Start of Block
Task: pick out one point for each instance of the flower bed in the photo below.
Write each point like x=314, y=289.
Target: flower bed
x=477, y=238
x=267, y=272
End of Block
*What to do*: Copy from the line with "Write each point like x=314, y=289." to the final line of the records, inclusive, and add nothing else.

*Result of this exercise*:
Write each point like x=314, y=289.
Target: flower bed
x=477, y=238
x=267, y=272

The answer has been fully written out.